Objective: Copy the data below verbatim, reproducing every line without any change.

Input records:

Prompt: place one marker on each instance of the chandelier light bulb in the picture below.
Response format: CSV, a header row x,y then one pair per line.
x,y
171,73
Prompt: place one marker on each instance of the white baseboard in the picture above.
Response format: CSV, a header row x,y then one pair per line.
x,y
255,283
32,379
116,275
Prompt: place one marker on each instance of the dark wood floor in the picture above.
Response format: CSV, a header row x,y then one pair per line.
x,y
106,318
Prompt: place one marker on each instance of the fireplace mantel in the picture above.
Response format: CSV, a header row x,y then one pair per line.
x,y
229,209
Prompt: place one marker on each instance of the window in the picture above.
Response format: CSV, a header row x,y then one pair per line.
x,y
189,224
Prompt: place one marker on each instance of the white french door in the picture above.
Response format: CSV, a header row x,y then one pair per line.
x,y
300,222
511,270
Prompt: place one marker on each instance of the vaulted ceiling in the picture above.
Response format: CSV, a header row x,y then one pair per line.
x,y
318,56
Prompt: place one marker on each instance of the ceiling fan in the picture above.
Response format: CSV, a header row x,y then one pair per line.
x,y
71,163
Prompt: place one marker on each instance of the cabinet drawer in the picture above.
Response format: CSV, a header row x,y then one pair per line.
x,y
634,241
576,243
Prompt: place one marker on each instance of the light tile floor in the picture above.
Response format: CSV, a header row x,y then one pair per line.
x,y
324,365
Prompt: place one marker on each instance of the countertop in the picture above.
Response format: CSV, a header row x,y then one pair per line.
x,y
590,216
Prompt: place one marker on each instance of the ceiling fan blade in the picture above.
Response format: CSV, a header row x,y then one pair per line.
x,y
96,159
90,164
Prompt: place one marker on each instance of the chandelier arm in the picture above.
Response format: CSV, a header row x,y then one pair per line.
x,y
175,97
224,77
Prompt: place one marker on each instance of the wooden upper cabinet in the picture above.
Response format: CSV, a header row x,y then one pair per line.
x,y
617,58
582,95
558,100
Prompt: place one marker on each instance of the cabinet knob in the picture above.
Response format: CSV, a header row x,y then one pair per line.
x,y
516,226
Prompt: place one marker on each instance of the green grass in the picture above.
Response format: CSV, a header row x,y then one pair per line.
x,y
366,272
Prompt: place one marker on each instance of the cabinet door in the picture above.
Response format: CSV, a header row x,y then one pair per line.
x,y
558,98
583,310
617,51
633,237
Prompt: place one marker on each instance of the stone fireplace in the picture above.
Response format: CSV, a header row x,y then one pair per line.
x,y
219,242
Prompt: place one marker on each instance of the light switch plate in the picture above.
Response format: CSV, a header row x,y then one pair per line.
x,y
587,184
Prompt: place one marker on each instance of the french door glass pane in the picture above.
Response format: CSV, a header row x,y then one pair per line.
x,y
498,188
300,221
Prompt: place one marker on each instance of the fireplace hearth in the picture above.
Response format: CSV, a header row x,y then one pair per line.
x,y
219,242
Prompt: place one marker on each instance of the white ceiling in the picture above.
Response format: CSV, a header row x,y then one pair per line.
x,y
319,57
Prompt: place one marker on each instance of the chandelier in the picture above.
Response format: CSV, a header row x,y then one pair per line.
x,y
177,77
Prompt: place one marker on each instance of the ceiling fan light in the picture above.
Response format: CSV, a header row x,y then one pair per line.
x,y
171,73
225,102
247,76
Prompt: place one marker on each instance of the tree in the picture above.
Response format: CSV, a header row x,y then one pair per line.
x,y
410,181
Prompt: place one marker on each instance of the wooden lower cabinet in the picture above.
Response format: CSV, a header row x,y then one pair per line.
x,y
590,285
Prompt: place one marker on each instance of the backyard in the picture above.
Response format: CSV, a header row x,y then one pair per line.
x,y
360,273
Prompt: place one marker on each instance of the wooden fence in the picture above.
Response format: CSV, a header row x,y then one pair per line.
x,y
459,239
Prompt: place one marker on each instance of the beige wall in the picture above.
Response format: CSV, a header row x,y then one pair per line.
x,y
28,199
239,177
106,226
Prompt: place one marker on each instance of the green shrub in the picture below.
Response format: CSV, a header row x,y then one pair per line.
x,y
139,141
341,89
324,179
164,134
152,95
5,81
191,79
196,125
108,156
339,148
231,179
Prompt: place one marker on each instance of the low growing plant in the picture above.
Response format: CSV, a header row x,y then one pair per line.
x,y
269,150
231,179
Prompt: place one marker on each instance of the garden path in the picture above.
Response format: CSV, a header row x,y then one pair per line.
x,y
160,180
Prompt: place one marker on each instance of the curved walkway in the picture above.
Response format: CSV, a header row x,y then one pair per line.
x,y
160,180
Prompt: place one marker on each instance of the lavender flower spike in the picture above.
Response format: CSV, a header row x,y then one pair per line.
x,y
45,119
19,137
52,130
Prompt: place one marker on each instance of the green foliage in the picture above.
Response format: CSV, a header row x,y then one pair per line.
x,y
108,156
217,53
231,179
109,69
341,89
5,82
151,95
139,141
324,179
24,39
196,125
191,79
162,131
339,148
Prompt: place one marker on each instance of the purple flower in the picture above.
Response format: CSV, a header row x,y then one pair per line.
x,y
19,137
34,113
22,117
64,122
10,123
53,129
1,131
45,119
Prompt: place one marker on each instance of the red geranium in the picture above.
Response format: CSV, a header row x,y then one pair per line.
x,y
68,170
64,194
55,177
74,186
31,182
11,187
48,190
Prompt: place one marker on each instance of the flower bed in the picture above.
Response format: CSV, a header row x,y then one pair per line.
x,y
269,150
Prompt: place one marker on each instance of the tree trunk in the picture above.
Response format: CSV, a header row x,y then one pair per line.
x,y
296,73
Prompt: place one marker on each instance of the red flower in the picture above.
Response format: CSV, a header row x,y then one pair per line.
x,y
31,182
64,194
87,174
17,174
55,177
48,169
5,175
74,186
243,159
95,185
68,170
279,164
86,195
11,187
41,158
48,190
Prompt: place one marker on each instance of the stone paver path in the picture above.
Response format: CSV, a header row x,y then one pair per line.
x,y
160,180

Solution:
Prompt: place one marker on each instance of the chandelier light bulb in the picture below.
Response format: CSV, a header row x,y then one pair per line.
x,y
171,73
Prompt: place one marker on each instance of the white baseboard in the picture above.
Response format: CSV, a header row x,y then one pair per line.
x,y
255,283
32,379
116,275
Prompt: place one marker on each instance of the dark wood floor in the picture above.
Response format: CSV, a header row x,y then one pair per line.
x,y
106,318
Prompt: place one marker on each instance of the fireplace mantel in the picture above.
Response format: CSV, a header row x,y then one pair per line.
x,y
229,209
Prompt: place one marker on each instance of the window in the picture above.
Response format: CSV, a header row x,y then one pair per line.
x,y
189,224
Prompt: place one marker on each instance of the white french door in the picture above.
Response format: CSV, a header row x,y then one pair per line.
x,y
300,222
511,270
Prompt: place one marker on each instance of the vaulted ceiling in the picture above.
Response format: CSV, a header row x,y then one pair per line.
x,y
318,56
Prompt: place one marker on each instance of the ceiling fan in the picture above.
Response format: CSV, a header row x,y then one pair per line.
x,y
71,163
Prompt: place one marker on each instance of the cabinet drawer in the picture above.
Response format: CSV, a header row x,y then one pair per line.
x,y
634,241
576,243
Prompt: place one marker on each instance of the light tile floor in the picture above.
Response format: CSV, a header row x,y then one pair per line.
x,y
324,365
Prompt: place one marker on each instance of the countertop in the picture above.
Response format: CSV, a header row x,y then one pair per line.
x,y
590,216
Prompt: place one marker on each instance of the ceiling fan blade in the picture above.
Response format: CSV, a header row x,y then one pair per line.
x,y
96,159
90,164
Prompt: place one marker on each instance of the chandelier arm in the picture above.
Response format: CSV, a header row x,y then one pair per line.
x,y
175,97
224,77
Prompt: place one marker on each instance of the wooden upper cabinet in the picture above.
Response format: CSV, a header row x,y then one pair per line.
x,y
617,58
582,95
558,100
Prompt: place one marker on each instance of the cabinet knob in the picture above.
Response format: CSV, a header row x,y then one pair per line.
x,y
516,226
Prompt: place one marker on each instance of the green grass in the picture above.
Response format: CSV, a header row x,y then one pair per line.
x,y
366,272
Prompt: place one marker on each instance of the cabinet door in the picture above.
Response format: CSV, a header row x,y then one pair per line.
x,y
558,98
583,310
617,51
633,237
Prompt: place one marker on each instance of the stone fireplace in the picture above.
Response format: CSV, a header row x,y then one pair per line.
x,y
219,242
Prompt: place one marker on each instance of the light switch plate in the picture above.
Response format: CSV, a header row x,y then one pair per line.
x,y
587,184
Prompt: place one marker on each instance of the french door glass pane in the picture above.
Response format: CSV, a header row x,y then one pair per line.
x,y
498,188
300,221
Prompt: place one marker on each instance of the fireplace hearth in the picture above.
Response format: CSV, a header row x,y then one pair per line.
x,y
219,242
Prompt: place one marker on each instance of the white ceiling in the picture above.
Response format: CSV, a header row x,y then one pair per line.
x,y
319,57
Prompt: place one marker on each instance of the chandelier in the picture above.
Response format: CSV, a header row x,y then one pair per line.
x,y
177,77
Prompt: place one marker on each instance of the ceiling fan light in the picture above.
Response format: CSV, a header row x,y then one pair per line.
x,y
171,73
225,102
247,76
Prompt: place one marker on each instance of the tree in the picture above.
Response format: CSV, a header row x,y then one pair per line.
x,y
410,181
Prompt: place one marker on each instance of the wooden lower cabinet in the picture above.
Response format: CSV, a header row x,y then one pair per line.
x,y
590,285
Prompt: place one marker on each instance of the backyard in the picture above.
Response format: CSV, a header row x,y then one pair per line.
x,y
360,273
Prompt: place one marker on each instance of the wooden fence in the picture above.
Response format: CSV, a header row x,y then one pair per line.
x,y
459,239
Prompt: place one marker on each instance of the beige wall in the picture above.
Response format: CSV, a header row x,y then one pair per line.
x,y
28,199
239,177
106,226
Prompt: place one marker on each instance of the green shrub in the picture below.
Response format: CSV, a header row x,y then one pair per line.
x,y
139,141
341,89
324,179
164,134
152,95
5,81
191,79
196,125
108,156
339,148
231,179
Prompt: place one marker on each instance of the low growing plant in the picture above.
Response format: CSV, a header row x,y then one pair per line.
x,y
269,150
231,179
Prompt: place one marker on each instance of the garden path in the picture above.
Response format: CSV, a header row x,y then one pair per line.
x,y
160,180
Prompt: place one marker on each instance of the curved walkway in the picture above.
Response format: CSV, a header row x,y then one pair per line.
x,y
160,180
Prompt: place one marker on each instance of the lavender flower spike in the picture above.
Response format: CSV, a header row x,y then one pair per line.
x,y
45,119
19,137
52,130
Prompt: place one marker on each instance of the green foliage in the picture above.
Response format: CSV, a header row x,y then one pair per line.
x,y
108,156
217,53
231,179
109,69
341,89
5,82
151,95
139,141
324,179
24,39
196,125
191,79
162,131
339,148
Prompt: place one marker on each instance of the purple flower in the picture above.
Response format: CSV, a header row x,y then one pair per line.
x,y
19,137
34,113
22,117
64,122
10,123
53,129
1,131
45,119
Prompt: place one marker on each instance of the red geranium in the picture above.
Response format: CSV, a header row x,y then one pair per line.
x,y
68,170
64,194
55,177
74,186
31,182
11,187
48,190
Prompt: place one marker on each instance of the flower bed in the picture above.
Response format: CSV, a header row x,y then one pair per line.
x,y
269,150
Prompt: place one marker on each instance of the tree trunk in the picture above.
Response format: CSV, a header row x,y then one pair per line.
x,y
296,73
Prompt: place one marker on each instance of the red flower in the picture above.
Response format: CSV, a header row x,y then one pair per line.
x,y
31,182
64,194
87,174
17,174
55,177
48,169
5,175
74,186
243,159
95,185
68,170
279,164
86,195
11,187
41,158
48,190
Prompt: place one marker on each instance of the stone paver path in the picture above.
Response format: CSV, a header row x,y then one pair per line.
x,y
160,180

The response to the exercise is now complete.